> Exercise goal
Restate the listing below with no word altered.

BEGIN

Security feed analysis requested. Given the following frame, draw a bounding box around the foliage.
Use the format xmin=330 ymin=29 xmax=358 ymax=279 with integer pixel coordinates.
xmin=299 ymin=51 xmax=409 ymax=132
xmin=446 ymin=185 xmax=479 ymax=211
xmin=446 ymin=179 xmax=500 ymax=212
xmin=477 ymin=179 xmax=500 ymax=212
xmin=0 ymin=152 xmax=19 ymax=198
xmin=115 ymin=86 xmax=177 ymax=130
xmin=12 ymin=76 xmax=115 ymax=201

END

> Output of the exercise
Security feed analysis requested. Given the following frame, draw a bounding box around the foliage.
Use the format xmin=330 ymin=29 xmax=358 ymax=279 with integer pixel coordinates.
xmin=299 ymin=51 xmax=409 ymax=132
xmin=446 ymin=185 xmax=479 ymax=211
xmin=446 ymin=179 xmax=500 ymax=212
xmin=477 ymin=179 xmax=500 ymax=212
xmin=0 ymin=152 xmax=19 ymax=198
xmin=115 ymin=86 xmax=177 ymax=130
xmin=12 ymin=76 xmax=115 ymax=201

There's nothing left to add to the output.